**Task directions**
The answer must consist of every line in the data below that holds the word "positive".

**The records**
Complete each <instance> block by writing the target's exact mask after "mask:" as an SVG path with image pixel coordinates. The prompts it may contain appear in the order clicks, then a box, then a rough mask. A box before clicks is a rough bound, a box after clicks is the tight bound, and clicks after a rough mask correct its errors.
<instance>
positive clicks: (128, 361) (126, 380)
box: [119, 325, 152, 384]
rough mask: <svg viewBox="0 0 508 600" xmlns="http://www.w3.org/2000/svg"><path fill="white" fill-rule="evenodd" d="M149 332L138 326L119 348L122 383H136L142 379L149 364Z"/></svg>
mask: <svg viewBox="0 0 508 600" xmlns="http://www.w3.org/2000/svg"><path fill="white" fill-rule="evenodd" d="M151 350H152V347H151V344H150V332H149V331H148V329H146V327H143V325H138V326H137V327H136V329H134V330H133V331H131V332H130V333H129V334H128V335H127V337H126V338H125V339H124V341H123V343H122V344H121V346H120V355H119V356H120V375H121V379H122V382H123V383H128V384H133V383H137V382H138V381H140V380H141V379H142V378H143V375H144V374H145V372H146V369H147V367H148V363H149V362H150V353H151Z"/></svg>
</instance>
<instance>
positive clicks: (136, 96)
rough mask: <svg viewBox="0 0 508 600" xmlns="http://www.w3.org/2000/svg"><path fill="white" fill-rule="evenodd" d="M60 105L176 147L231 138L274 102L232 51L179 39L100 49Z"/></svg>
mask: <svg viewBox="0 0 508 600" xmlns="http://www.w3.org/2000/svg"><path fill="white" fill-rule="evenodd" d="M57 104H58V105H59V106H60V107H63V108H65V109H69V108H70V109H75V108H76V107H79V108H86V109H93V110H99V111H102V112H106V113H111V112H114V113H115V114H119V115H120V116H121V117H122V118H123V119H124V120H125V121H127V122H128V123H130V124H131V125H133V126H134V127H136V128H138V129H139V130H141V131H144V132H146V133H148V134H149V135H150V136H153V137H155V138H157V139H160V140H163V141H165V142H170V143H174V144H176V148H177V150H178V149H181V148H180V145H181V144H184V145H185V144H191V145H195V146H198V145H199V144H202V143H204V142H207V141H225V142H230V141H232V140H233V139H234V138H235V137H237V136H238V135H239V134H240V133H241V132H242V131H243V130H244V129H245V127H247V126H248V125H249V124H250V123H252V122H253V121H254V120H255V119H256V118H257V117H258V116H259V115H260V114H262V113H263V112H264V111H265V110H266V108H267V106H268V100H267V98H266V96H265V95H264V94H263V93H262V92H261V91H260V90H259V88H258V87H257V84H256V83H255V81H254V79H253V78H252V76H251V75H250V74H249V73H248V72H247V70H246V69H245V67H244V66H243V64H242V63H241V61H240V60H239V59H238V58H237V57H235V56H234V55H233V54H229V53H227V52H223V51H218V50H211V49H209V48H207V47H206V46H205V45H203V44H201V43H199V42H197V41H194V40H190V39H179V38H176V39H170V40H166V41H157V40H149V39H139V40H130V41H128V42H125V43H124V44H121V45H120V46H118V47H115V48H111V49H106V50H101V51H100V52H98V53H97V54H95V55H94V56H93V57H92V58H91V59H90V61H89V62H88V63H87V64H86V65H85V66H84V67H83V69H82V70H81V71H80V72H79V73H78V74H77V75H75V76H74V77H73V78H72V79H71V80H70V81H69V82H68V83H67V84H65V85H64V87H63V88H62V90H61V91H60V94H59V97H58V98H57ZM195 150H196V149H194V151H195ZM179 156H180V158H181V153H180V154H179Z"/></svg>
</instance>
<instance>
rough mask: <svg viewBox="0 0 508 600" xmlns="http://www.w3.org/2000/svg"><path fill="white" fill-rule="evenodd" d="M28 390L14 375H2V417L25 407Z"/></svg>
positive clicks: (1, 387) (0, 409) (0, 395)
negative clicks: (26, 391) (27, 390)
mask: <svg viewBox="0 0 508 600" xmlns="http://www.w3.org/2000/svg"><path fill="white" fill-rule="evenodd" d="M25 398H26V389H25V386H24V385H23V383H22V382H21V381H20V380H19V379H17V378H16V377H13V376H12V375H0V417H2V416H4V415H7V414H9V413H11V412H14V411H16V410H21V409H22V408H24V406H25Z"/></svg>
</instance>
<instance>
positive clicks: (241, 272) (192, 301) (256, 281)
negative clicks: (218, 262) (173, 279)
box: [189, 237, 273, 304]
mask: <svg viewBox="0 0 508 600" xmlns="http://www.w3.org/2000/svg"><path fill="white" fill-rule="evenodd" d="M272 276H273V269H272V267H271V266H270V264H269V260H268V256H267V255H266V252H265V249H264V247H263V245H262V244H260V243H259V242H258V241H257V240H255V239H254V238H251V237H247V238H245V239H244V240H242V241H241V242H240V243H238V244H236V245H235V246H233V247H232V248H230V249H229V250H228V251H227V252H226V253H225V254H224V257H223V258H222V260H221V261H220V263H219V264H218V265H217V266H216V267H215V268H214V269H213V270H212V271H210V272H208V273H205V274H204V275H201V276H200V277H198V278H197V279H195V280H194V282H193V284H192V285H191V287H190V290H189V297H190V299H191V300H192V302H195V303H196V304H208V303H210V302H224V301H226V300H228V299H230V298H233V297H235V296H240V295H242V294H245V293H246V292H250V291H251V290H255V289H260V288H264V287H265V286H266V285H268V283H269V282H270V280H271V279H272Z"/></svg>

--

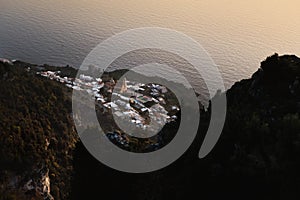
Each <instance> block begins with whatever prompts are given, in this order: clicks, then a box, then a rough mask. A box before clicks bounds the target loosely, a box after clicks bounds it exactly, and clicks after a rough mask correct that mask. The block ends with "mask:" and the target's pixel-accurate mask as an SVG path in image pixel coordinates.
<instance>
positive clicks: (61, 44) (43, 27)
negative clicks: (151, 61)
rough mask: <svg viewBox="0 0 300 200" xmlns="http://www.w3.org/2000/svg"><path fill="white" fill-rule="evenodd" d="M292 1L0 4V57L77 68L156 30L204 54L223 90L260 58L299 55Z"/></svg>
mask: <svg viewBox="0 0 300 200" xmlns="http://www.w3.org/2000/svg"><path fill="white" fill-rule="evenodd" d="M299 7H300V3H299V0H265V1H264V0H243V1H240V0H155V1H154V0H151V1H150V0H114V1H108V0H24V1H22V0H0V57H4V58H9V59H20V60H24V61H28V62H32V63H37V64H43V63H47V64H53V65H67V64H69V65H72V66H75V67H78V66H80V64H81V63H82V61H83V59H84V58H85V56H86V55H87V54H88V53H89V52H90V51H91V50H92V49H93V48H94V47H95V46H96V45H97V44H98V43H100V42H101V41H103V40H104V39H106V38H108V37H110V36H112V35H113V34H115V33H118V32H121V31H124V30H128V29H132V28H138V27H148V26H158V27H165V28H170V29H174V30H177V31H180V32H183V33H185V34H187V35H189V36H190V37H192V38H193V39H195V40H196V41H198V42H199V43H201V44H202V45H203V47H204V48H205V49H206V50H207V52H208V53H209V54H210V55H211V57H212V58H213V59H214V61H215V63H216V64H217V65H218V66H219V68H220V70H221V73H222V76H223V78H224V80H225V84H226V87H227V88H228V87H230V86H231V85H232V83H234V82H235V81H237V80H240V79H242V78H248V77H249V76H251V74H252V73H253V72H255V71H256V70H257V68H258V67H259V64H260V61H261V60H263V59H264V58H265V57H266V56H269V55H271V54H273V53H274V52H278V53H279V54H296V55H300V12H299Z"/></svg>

**Solution to this task**
positive clicks: (128, 361) (126, 380)
positive clicks: (136, 96)
positive clicks: (1, 387) (0, 409) (0, 395)
positive clicks: (241, 272) (192, 301) (256, 281)
positive clicks: (61, 44) (43, 27)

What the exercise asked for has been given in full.